## Description of the task
Answer these from the betta forum thread:
1. Where did Diztrbd1 pick up the Black Orchid HM?
2. How does Diztrbd1 describe the tank the betta lives in?
3. What two tanks does Jasonator say he has?

# My Black Orchid HM Betta....RIP :(



## Diztrbd1 (Apr 21, 2010)

*Just sharing some pix of the Black Orchid HM I picked up at IPU a few weeks ago. Hard to catch a good pic of him in full flare as he has A.D.D. lol But hopefully will have one soon and probably a vid or two.*


----------



## Diztrbd1 (Apr 21, 2010)




----------



## Earth Eater (Apr 22, 2010)

Nice betta


----------



## Keri (Aug 2, 2010)

Gorgeous! Really does look like a flower.


----------



## CCBettas (Jul 6, 2010)

He's looking nice. Awesome home for a betta.


----------



## Diztrbd1 (Apr 21, 2010)

Thanks everyone, gonna get a video up soon If can can catch him flaring.

CC: yeah I love that tank, 3gal glass tank with curved front corners. It was Zakk's home till he passed , so this guy is a great replacement in there


----------



## Ursus sapien (Apr 21, 2010)

Totally agree with your comment in an other thread about these small tanks making great betta homes. I like the cave you've got set up- my guy used to love hanging out in his. Beautiful fish and tank.


----------



## Jasonator (Jul 12, 2011)

*Do you ever*

Do you ever sell your babies?

I bred bettas about a hundred years ago, and it was awesome.

I have a 2.5g desktop tank that would be perfect in the kitchen, and a 10g spare I could put females/fry in

Please let me know!


----------



## corad96 (Nov 24, 2010)

Beautiful betta! i'm loving that sand! it really ties up the tank.
55g community tank
10g salamander tank
2-3g betta tank

owner of: The Bass Bowl
come check out my great site updated weekly!


----------



## Diztrbd1 (Apr 21, 2010)

Ursus sapien said:


> Totally agree with your comment in an other thread about these small tanks making great betta homes. I like the cave you've got set up- my guy used to love hanging out in his. Beautiful fish and tank.

## Provided information

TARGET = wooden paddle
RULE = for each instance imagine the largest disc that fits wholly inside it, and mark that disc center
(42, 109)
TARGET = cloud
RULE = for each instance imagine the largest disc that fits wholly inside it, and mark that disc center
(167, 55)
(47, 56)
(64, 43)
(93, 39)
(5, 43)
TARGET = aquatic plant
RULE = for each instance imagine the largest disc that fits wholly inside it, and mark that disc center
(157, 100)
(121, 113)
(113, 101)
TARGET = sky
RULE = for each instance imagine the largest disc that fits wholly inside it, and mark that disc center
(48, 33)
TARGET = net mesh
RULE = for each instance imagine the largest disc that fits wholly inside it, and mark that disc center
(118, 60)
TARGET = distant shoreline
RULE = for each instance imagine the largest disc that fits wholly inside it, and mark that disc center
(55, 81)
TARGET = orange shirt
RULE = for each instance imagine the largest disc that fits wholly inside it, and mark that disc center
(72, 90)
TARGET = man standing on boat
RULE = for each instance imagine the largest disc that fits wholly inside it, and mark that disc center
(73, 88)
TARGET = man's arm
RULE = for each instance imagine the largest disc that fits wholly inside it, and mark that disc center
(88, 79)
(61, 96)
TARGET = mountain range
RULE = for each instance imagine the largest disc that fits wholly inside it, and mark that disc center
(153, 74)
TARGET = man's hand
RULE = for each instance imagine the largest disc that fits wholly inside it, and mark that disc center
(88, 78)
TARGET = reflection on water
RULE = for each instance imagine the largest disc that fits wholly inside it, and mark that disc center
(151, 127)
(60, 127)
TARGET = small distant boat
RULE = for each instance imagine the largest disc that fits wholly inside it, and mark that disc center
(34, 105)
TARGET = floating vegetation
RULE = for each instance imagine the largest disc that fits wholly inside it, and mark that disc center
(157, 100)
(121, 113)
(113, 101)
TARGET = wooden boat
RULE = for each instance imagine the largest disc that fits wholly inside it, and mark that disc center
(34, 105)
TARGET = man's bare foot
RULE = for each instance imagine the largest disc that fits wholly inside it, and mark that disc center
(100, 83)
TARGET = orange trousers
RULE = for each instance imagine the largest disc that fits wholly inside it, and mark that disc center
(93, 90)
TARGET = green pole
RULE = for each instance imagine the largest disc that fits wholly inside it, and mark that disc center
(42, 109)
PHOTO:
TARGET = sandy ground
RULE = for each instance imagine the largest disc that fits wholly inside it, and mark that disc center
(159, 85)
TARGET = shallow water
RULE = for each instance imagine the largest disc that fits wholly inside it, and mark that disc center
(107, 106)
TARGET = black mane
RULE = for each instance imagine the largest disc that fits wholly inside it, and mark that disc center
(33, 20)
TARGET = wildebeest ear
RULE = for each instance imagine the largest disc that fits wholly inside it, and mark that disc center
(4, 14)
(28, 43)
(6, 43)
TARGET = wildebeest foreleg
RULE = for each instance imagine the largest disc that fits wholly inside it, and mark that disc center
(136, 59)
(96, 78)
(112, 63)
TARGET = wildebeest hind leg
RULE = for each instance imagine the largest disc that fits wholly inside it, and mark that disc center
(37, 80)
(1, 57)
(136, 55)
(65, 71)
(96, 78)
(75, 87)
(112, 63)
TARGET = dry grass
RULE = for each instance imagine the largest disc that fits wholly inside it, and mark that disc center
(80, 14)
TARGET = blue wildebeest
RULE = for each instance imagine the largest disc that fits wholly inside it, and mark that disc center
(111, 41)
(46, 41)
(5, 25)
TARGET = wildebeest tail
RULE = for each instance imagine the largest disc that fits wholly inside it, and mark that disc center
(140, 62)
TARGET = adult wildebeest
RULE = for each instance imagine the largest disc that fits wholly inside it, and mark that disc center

## Problem solution
1. At IPU, a few weeks before the post.
2. A 3gal glass tank with curved front corners.
3. A 2.5g desktop tank and a 10g spare.